==== FRAGMENTO DEL TEXTO ====
Sólo el genio podría explicar el genio. Pero los esca­sos datos de que se compone la biografía de William Shakespeare sirven, en cambio, para pintar una épo­ca que favoreció el desarrollo del suyo, como ningu­na otra quizás hubiera podido hacerlo. Según consta en actas de bautismo, Shakespeare nació en la pri­mavera de 1564 en la remota villa rural de Stratford- on-Avon. En ese ambiente, parroquial y férreamente tradicionalista, su padre destacaba por ser un católi­co, y sobre todo, por encarar los negocios como una forma de aventura en la que, incesantemente, pros­peraba. Algo de este espíritu se percibe como el prin­cipal rasgo de carácter del William adolescente, en su aplicación voraz a los estudios a que podían iniciarlo los mediocres maestros del pueblo (sobre todo el de las lenguas antiguas, que le descubren la alta poesía y los misterios de la traducción); en su temprano deseo de forjarse un destino completamente distinto al de sus paisanos; y luego, sin que mediara al parecer razón forzosa, en su traslado a Londres, hacia 1592, y cuando ya contaba con mujer y dos hijos. Según los testimonios, poetas y dramaturgos consagrados se burlaban de él “por ignorante y provinciano”; hoy parece evidente que sólo un forastero, urgido por una necesidad de aprender antigua como sus días y acaso como varias generaciones de su gente, pudo haber captado tantas maravillas como las que él cap­tó de la capital inglesa; y sobre todo, aquellas otras que, día a día, barcos de exploradores, barcos de conquistadores, barcos de piratas, dejaban en sus muelles a los pies de la Reina Isabel.
Entre todos estos “prodigios modernos” de Lon­dres, acaso nada maravilló más a Shakespeare que el mismo teatro, que, como espectáculo estable -es decir, ofrecido regularmente por compañías consoli­dadas, bajo el patrocinio de uno u otro gran señor, y en edificios creados ex profeso- era casi tan joven como el propio Shakespeare. Que él muy pronto con­siguiera trabajo como actor y empezara a esbozar sus primeras piezas no debe hacernos olvidar que en for­ma paralela, y con idéntica seriedad, encaró una labor de poeta ejercida hasta el fin de sus días: Venus y Adonis, un poema que alcanzó gran notoriedad, se publicó en 1593, casi al mismo tiempo que Enrique VI, su primera obra, subía a escena. Pero lo cierto es que los teatros parecen haber sido su verdadera escuela, y sus compañeros de las dos compañías que integró, la del Lord Chambelán y la de los Hombres del Rey, sus mejores maestros. De allí y de ellos, Sha­kespeare tomó la idea de un teatro que ante todo era poesía puesta en escena, música verbal interpretada por esos complejísimos instrumentos: los actores. Un teatro sin escenografía, en donde el espacio físico se construya con una poesía tan poderosa como para decir “luz” y que la luz se hiciera. Un teatro como un laboratorio en donde se fundían, no siempre armóni­camente, las más variadas tradiciones teatrales -lite­rarias, gestuales, musicales, etcétera- recogidas por las antiguas compañías ambulantes de los cuatro extremos de Inglaterra. Un teatro que no pretendía ser un reflejo del mundo de los espectadores, sino un bellísimo artificio que lograba convencer, no por el simple uso de elementos reconocibles sino porque desplegaban metáforas que, conmoviendo, revelaban “correspondencias” con la verdad más profunda de cada espectador. En este teatro, en estas compañías, donde “las grandes aventuras fueron siempre interio­res”, escribió más de treinta obras entre las que, por cuestiones de brevedad, sólo citaremos las grandes
tragedias, Romeo y Julieta (1594), Hamlet (1603) Otelo (1604) Macbeth (1605) y El rey Lear (1605).
==== DATOS PROPORCIONADOS ====
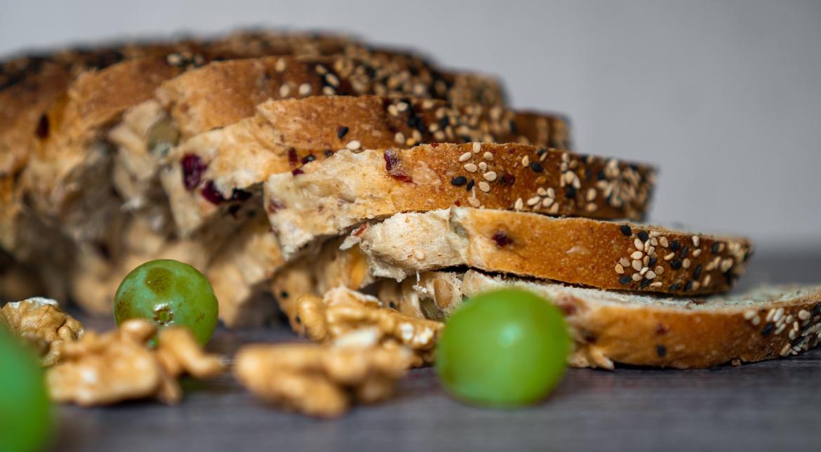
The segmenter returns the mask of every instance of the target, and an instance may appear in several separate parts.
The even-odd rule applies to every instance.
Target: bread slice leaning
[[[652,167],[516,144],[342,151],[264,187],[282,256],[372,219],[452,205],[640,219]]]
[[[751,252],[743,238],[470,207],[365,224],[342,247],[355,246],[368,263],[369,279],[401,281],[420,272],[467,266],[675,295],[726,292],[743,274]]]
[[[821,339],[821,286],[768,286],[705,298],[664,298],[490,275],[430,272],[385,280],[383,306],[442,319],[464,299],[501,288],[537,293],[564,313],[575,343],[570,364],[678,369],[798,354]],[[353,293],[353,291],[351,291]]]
====
==== DATOS PROPORCIONADOS ====
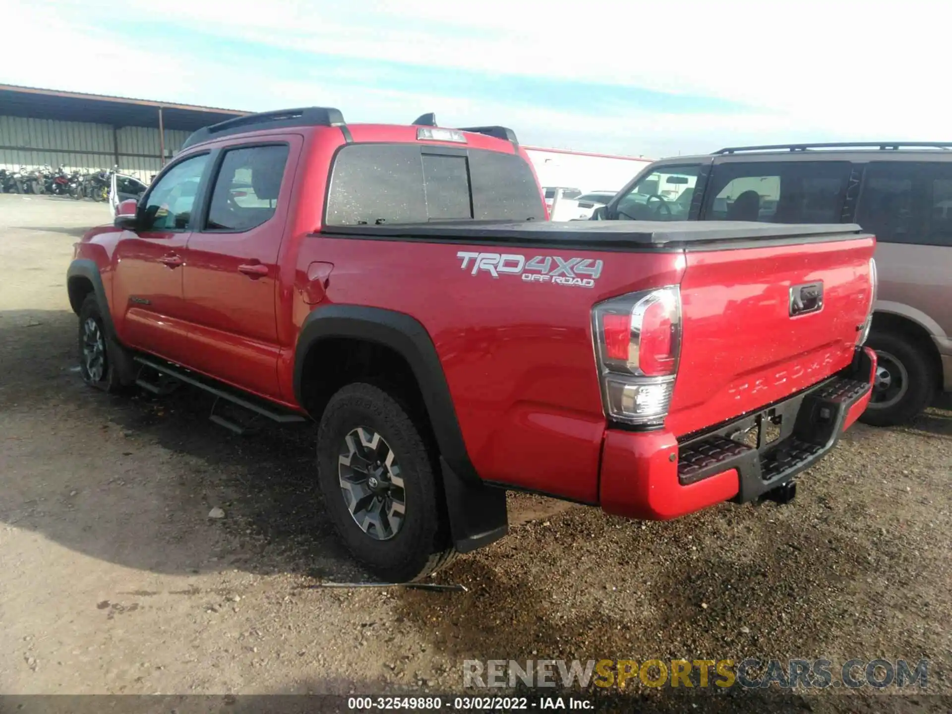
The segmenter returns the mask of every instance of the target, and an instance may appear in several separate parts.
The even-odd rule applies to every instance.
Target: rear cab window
====
### TRABAJO REQUERIDO
(a) Indique si cada afirmación concuerda con el texto sobre Shakespeare, respondiendo sí o no y citando literalmente las palabras del texto que lo deciden: (i) Shakespeare se trasladó a Londres hacia 1592, cuando ya tenía esposa y dos hijos; (ii) el poema Venus y Adonis se publicó diez años después del estreno de Enrique VI; (iii) el teatro que Shakespeare adoptó se apoyaba en una escenografía elaborada.
(b) Escriba la continuación del texto sobre Shakespeare a partir de su última oración.
El listado no guarda relación alguna con el texto sobre Shakespeare.

### RESPUESTAS POR TAREA
(a)
(i) Sí: "en su traslado a Londres, hacia 1592, y cuando ya contaba con mujer y dos hijos".
(ii) No: "se publicó en 1593, casi al mismo tiempo que Enrique VI, su primera obra, subía a escena".
(iii) No: "Un teatro sin escenografía".

(b)
En 1609, cuando ya se ha convertido en un hom­bre rico que pasa largas temporadas en su finca de Stratford, da a conocer sus Sonetos, una de las cum­bres de la poesía universal, y poco después, La tempestad, una “comedia” que es su testamento y para muchos, su opera magna. En cuanto a él, no sabemos si, como el resto de sus contemporáneos, considera­ba la lírica un arte superior; lo cierto es que sus obras teatrales sólo fueron recopiladas en ediciones póstumas, pues hasta entonces apenas circulaban varias de ellas en volúmenes individuales, de los que a algunos se los juzga ediciones pirata y a otros se les reconoció valor tardíamente.
En cierta medida, aun el menosprecio con que por entonces se miraba el teatro, y aun su precariedad, fueron para Shakespeare un verdadero beneficio. A la ausencia de reglas rígidas como las que condicionarí­an, en épocas posteriores, ciertos géneros teatrales “consagrados”, debemos las tres características más obvias de su dramaturgia: la desmesura, la libertad para experimentar con materiales provenientes de los ámbitos culturales más opuestos, y, en fin, la origina­lidad con que consigue amalgamarlos en obras, por lo demás, siempre distintas. Los manuales suelen desta­car que, antes de Romeo y Julieta, el amor era tema de comedia o de “géneros bajos”; hacer del amor tema de tragedia, y de tragedia con un fuerte cariz político,
es un gesto típico de Shakespeare, para quien no exis­tían barreras fijas entre artes, ni otra jerarquía que la que establece la potencia comunicativa de signo. En efecto, su identificación con la “alta cultura” suele hacer olvidar el fuertísimo arraigo de Shakespeare en la cultura oral y en los “géneros marginales”. Como los trágicos griegos, Shakespeare nunca trabajaba con historias enteramente inventadas por él: de ahí que cada edición de sus obras venga precedida, tradi­cionalmente, por una larga enumeración de “fuen­tes” literarias. Pero mientras que Esquilo, por ejem­plo, recreaba un mito de carácter sagrado, y Racine, a su vez, recrearía mitos ya elaborados por los trágicos griegos, Shakespeare toma como punto de partida fuentes nada “canónicas”, apenas prestigiosas: algu­na comedia del latino Plauto, sí, alguna crónica histó­rica de la vieja Inglaterra, notoriamente las de Holinshed; pero sobre todo, cuentos populares como los que todavía se contaban usualmente en el campo y, siglos más tarde, recopilarían Charles Perrault, los Herma­nos Grimm o, ya en nuestro siglo, Italo Calvino. Es el caso de Romeo y Julieta: su fuente más lejana es II novellino, compilación de cuentos tradicionales de Massuccio de Salerno (1476), de donde luego tomó el argumento Luigi da Porto (1524), de quien a su vez la recogió Luigi Grotto (1578) y así una serie de recopi­ladores o recreadores ignotos que sin embargo consi­guieron volverla, para la época, en que Shakespeare decidió llevarla a escena, “una leyenda inmensamen­te popular”.